◆ Problem statement
Lay out as a numbered list the lines running from the one holding "TARGET = backdrop logo" through the last line, both ends included, leaving out any blank lines.

◆ Data for this task

▬▬▬▬▬▬▬▬▬▬

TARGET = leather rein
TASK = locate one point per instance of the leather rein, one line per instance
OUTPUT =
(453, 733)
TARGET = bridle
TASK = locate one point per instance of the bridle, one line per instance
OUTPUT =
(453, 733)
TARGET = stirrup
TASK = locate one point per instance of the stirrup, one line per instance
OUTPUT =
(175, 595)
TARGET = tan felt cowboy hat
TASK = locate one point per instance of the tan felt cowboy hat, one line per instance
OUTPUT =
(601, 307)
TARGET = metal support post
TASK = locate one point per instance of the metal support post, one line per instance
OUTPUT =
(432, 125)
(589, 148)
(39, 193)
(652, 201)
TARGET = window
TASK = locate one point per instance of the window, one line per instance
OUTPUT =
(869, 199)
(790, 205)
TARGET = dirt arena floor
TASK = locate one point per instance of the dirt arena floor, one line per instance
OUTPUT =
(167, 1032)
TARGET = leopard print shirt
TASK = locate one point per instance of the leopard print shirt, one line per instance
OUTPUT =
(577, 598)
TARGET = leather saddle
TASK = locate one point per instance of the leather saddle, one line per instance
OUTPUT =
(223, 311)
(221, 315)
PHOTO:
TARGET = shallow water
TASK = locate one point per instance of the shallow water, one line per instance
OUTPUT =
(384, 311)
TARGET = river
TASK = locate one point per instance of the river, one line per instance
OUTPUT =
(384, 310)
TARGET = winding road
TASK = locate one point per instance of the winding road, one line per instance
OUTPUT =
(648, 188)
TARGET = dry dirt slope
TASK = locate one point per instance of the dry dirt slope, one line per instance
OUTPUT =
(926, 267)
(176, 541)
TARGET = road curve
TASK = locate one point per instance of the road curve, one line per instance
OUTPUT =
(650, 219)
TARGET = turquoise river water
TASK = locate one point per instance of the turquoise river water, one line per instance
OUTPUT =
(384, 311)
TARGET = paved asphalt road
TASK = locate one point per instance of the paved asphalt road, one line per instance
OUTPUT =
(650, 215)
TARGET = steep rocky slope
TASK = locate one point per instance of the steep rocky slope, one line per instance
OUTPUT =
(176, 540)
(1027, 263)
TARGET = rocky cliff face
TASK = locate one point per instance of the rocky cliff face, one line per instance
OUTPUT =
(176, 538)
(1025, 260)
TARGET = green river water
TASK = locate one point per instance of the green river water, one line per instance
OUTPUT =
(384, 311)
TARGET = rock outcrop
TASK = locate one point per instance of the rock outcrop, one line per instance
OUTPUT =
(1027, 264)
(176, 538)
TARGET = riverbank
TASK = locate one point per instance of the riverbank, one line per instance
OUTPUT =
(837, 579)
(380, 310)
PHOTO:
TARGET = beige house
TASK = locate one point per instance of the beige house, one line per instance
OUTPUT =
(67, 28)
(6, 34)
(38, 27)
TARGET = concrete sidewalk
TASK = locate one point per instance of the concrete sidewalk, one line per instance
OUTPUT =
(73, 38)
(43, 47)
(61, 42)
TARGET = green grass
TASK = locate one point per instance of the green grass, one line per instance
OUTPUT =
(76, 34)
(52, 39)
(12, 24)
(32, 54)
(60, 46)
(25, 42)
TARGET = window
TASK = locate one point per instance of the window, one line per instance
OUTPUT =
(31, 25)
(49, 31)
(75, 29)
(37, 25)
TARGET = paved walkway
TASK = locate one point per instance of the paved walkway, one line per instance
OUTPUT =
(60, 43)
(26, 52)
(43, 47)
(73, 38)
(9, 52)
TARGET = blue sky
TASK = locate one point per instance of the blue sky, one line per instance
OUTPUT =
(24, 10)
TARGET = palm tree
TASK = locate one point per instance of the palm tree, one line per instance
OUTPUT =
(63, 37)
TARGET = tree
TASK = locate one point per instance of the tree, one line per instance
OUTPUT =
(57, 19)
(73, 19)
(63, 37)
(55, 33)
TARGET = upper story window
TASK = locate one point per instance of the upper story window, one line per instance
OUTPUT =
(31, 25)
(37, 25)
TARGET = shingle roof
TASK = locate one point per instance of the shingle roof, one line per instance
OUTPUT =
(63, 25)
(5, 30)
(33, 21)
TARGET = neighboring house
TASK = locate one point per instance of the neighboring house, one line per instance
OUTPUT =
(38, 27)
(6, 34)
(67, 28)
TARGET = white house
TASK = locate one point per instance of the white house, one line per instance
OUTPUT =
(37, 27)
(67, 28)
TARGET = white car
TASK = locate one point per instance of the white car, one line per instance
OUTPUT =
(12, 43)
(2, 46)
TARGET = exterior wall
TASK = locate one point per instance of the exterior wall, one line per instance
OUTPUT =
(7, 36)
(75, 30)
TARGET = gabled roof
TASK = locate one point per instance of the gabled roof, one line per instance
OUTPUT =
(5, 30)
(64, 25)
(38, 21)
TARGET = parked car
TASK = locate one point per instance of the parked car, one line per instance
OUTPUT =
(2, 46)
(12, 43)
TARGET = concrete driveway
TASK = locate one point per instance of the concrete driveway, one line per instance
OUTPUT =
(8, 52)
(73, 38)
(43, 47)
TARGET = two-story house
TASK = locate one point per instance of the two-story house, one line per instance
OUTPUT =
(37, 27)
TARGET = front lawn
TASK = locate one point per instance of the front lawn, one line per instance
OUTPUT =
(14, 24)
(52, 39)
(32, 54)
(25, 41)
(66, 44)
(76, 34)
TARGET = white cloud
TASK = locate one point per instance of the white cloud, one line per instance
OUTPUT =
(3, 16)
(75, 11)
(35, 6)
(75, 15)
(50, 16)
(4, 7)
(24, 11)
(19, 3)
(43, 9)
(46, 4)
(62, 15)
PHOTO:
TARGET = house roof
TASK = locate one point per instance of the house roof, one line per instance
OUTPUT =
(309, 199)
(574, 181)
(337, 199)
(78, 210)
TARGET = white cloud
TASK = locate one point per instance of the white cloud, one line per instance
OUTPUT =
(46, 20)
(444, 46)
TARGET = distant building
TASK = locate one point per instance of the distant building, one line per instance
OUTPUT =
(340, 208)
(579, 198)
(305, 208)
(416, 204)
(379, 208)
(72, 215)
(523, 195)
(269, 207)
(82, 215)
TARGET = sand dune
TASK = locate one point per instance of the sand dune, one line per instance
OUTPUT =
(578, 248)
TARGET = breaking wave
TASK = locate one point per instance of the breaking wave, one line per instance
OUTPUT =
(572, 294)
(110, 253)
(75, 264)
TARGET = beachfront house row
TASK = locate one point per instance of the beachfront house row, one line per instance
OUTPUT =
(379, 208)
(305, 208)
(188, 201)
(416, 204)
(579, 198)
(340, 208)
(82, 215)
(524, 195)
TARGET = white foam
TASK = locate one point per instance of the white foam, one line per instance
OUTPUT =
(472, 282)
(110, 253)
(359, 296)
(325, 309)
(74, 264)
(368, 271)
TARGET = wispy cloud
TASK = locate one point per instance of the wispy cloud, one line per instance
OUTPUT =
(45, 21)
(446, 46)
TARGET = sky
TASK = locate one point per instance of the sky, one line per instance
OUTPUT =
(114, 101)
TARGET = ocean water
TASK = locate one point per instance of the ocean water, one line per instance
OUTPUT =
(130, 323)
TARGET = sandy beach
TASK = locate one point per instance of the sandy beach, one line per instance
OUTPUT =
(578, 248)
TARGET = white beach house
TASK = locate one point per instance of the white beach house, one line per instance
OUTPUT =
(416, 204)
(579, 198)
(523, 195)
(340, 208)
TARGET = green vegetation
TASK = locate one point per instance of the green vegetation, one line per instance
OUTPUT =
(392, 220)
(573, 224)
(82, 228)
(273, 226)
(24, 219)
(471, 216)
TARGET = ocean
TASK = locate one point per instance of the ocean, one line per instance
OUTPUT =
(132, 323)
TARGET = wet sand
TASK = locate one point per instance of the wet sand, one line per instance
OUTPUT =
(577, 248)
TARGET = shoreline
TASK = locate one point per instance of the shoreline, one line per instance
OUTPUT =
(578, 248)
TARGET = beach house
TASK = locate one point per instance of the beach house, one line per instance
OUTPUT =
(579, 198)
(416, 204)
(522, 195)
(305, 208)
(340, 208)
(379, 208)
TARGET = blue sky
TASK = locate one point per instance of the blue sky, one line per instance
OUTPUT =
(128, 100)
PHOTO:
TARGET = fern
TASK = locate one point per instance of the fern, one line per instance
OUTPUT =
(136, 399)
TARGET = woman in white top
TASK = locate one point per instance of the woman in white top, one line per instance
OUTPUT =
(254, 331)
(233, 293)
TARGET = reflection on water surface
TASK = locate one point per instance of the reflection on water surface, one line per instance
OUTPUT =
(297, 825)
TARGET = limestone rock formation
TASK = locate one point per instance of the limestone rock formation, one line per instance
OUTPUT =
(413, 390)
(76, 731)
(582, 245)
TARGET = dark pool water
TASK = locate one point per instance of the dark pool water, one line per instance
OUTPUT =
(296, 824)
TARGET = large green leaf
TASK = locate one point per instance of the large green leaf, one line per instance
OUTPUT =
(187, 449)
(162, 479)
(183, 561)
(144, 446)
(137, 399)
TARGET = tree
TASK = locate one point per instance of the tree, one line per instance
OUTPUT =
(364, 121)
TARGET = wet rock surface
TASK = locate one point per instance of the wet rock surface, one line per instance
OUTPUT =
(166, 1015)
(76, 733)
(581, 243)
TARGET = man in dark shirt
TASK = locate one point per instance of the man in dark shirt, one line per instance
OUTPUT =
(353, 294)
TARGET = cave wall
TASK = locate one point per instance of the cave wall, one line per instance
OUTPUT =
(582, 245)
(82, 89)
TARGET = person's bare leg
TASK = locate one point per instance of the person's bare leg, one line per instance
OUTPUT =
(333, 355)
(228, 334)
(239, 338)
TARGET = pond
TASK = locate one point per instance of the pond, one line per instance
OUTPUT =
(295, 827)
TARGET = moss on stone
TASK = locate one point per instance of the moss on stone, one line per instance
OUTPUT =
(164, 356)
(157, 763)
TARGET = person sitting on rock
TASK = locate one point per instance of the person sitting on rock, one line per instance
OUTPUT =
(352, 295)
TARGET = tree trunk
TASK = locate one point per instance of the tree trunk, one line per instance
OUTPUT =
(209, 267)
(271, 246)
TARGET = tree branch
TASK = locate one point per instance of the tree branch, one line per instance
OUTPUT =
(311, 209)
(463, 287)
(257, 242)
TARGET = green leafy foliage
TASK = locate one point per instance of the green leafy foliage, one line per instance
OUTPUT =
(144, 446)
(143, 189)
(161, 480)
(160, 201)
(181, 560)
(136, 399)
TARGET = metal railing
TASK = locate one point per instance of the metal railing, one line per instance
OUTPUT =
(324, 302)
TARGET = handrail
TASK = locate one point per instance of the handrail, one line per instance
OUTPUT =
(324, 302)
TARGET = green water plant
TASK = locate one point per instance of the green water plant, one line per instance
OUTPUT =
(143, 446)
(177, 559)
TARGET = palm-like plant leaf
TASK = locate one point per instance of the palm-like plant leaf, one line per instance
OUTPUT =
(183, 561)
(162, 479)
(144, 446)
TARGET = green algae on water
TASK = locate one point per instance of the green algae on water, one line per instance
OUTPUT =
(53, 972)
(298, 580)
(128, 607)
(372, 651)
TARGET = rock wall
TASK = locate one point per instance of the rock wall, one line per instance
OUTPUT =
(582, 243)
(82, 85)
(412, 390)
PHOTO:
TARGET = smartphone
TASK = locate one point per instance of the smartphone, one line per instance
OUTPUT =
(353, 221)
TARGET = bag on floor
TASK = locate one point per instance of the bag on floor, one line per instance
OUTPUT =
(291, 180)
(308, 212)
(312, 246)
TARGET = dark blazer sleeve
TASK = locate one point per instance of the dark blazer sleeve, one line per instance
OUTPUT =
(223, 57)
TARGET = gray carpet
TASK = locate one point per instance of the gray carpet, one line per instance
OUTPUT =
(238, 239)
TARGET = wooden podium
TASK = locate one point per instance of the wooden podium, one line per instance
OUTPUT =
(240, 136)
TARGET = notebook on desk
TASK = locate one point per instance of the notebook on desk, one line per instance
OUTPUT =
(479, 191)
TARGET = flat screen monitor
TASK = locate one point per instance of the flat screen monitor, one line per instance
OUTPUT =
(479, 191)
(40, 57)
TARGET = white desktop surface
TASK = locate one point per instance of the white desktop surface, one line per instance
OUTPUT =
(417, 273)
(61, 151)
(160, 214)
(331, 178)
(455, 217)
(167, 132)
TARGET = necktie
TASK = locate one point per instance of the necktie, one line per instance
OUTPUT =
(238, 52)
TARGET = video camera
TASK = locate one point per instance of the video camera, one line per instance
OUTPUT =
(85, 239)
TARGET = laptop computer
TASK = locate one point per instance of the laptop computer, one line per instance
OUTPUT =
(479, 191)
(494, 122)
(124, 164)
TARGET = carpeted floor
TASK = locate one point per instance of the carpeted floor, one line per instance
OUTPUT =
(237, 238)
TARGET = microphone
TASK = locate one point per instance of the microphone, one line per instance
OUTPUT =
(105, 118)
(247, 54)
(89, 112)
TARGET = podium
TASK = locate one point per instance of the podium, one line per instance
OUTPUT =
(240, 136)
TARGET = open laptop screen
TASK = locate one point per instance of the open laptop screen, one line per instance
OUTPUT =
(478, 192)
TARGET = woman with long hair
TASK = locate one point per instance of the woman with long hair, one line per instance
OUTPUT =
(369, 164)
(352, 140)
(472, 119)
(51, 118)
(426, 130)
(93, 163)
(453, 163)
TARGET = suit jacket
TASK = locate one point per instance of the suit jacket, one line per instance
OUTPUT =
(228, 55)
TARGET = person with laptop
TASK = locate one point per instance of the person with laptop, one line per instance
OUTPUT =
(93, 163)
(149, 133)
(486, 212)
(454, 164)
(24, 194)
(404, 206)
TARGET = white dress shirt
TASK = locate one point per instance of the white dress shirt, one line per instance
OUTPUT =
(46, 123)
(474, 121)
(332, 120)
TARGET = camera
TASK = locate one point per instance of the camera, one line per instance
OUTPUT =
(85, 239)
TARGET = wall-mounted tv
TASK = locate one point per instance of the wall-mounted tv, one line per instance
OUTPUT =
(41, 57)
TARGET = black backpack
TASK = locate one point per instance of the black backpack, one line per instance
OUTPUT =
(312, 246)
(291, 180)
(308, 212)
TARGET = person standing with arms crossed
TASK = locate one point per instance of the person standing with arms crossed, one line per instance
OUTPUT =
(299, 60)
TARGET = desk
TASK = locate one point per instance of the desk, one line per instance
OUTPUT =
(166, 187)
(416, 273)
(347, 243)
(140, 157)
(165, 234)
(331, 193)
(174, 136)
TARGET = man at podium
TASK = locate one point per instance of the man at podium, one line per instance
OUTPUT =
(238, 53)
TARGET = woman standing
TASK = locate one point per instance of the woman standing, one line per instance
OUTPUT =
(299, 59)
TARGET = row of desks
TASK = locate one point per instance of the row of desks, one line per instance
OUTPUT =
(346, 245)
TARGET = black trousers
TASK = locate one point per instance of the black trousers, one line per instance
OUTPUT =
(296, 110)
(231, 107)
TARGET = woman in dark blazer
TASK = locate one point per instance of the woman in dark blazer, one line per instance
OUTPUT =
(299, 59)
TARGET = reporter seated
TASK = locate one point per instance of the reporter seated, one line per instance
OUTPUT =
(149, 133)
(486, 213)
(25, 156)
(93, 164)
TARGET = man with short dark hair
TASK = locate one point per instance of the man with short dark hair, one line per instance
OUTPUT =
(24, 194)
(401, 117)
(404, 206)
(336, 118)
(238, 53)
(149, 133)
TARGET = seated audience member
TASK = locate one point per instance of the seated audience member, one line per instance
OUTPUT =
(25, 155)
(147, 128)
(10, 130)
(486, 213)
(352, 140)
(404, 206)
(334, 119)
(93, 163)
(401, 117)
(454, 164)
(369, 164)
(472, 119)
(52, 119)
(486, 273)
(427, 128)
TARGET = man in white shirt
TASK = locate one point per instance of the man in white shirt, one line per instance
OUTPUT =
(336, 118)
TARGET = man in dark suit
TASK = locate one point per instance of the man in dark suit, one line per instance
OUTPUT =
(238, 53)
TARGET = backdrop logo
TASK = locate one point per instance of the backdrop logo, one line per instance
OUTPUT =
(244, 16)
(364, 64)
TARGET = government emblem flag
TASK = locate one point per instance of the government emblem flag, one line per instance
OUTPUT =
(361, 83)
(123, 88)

▬▬▬▬▬▬▬▬▬▬

◆ Task response
1. TARGET = backdrop logo
2. TASK = locate one point per instance of the backdrop logo, one line per instance
3. OUTPUT =
4. (244, 16)
5. (364, 64)
6. TARGET = government emblem flag
7. TASK = locate one point per instance of the government emblem flag, one line per instance
8. OUTPUT =
9. (361, 83)
10. (123, 88)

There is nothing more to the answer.